▶ _WRITTEN INSTRUCTION A_
Rewrite the source records from the line containing "standing in this photo." down to the end of the records, changing "backpack" to "rucksack" and leaving everything else as it is.

-- begin SELECTION --

Thursday 14 November 2019

Joe Brolly: No good can come from a system that doesn't work

Tyrone manager Mickey Harte Picture: Sportsfile
Tyrone manager Mickey Harte Picture: Sportsfile
Joe Brolly

Joe Brolly

Watching Tyrone and Mayo labouring soullessly through a robotic 70 minutes last Sunday reminded me of Eamonn Sweeney's immortal line. Watching modern Gaelic football, he said "is like watching sufferers of obsessive compulsive disorder."

The condition is widespread: Trot back into set positions in the defensive area. Let the opposition kick out to the unmarked corner backs (Mayo had a 100 per cent kick out success rate doing this, even if it only got them as far as their own 21). Two sweepers on the square. A lot of pointing and shuffling. Then the turnover (causing the home crowd to waken briefly from their slumber), then head down and solo before a backwards hand-pass. Next man repeats. Next man repeats. All at three-quarter pace. Then, get to the opposition defensive area, now packed because of the amount of time spent bringing the ball upfield. So, the only option is to sling it around before taking a potshot under pressure.

-- end SELECTION --
-- begin WORKING DATA --

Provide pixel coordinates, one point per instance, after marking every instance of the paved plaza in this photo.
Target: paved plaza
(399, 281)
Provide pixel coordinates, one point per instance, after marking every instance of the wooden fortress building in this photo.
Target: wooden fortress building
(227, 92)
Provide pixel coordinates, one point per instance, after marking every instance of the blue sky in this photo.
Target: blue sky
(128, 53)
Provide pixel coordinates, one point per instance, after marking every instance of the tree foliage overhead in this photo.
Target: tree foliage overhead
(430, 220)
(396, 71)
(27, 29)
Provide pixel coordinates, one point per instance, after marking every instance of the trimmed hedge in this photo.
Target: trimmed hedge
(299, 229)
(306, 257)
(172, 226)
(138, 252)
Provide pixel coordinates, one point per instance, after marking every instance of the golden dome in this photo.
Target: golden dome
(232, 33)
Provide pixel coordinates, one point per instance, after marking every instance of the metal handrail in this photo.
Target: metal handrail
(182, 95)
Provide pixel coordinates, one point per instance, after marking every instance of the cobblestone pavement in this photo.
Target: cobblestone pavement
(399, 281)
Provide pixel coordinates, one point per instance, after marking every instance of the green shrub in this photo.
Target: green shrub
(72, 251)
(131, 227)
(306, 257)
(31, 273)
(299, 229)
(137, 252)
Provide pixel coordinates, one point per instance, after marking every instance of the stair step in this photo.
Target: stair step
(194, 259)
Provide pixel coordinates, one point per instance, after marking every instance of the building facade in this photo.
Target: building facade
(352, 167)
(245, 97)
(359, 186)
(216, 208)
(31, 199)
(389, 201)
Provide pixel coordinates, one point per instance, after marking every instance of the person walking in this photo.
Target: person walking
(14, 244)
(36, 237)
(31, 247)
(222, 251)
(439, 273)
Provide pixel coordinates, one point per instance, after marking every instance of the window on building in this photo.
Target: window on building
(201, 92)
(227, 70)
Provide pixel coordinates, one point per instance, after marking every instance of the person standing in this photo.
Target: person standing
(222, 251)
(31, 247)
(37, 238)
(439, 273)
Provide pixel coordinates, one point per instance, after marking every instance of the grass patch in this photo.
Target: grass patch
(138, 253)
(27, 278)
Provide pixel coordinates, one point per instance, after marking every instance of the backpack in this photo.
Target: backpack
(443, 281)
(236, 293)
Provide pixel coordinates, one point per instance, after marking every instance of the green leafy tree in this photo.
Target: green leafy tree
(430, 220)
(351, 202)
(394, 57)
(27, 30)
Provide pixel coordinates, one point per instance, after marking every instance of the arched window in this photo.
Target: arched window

-- end WORKING DATA --

▶ _WRITTEN INSTRUCTION B_
Write the next part of the Gaelic football column, picking up right after its last sentence.

▶ _TASK OUTPUT A_
Provide pixel coordinates, one point per instance, after marking every instance of the person standing in this photo.
Target: person standing
(222, 251)
(31, 247)
(37, 238)
(439, 273)
Provide pixel coordinates, one point per instance, after marking every instance of the grass patch in this photo.
Target: grass patch
(138, 253)
(27, 278)
Provide pixel coordinates, one point per instance, after marking every instance of the rucksack in this photo.
Target: rucksack
(443, 281)
(236, 293)
Provide pixel coordinates, one point per instance, after marking every instance of the green leafy tree in this photo.
Target: green leafy tree
(430, 220)
(351, 202)
(394, 57)
(27, 30)
Provide pixel coordinates, one point per instance, after marking every instance of the arched window in this photo.
Target: arched window

▶ _TASK OUTPUT B_
It is an inevitable statistic that Tyrone have managed only one goal in the entire league. They could have a young Peter Canavan on the edge of the square and you might as well give him an armchair and set him in front of a TV watching reruns of Sky matches (nobody else does). Unluckily for Sean Cavanagh, he got the bum deal last week. So he stood around in the full-forward line, alone and palely loitering. Eventually, his condition got the better of him and he dropped back into the defensive area with his fellow OCD sufferers, where he was relieved to be able to solo and hand-pass a bit.

David Clarke of Mayo and Tyrone’s Sean Cavanagh (left) clash in Omagh. Photo: Oliver McVeigh/Sportsfile

Of course no Tyrone game is complete without Big Sean - all 6' 4" and 15 stone of him - rolling on the ground holding his head in his hands. Midway through the second half he ran full steam towards Danny Kirby then went sailing up into the air as though he had stepped on a landmine. As he lay on the Omagh turf, apparently breathing his last, I thought of the Tyrone state funeral that lay ahead, followed by a ceremonial burial in the very spot where he came to rest. One imagines the priest, no the bishop, amongst a crowd of 30 or 40 clerics on the pitch, saying, "It will be a great consolation to his loved ones, that Sean's last roll was in a place where he had some of his greatest rolls, here in his beloved Healy Park".

Anyway, my musing didn't last long. Sean lay there stricken until the black card was issued, then got to his feet and raced back into the heart of the defence. There he was a moment later soloing, hand-passing, swarming.

At that moment, a renowned sports journalist texted me to say: "When I see the Cavanagh Roll, it makes me feel guilty for all the times I've written 'You wouldn't see that in the GAA' as Carlos Sanchez Klinsmann di Rodriguez writhes on the ground in the Estadio Del Tapas."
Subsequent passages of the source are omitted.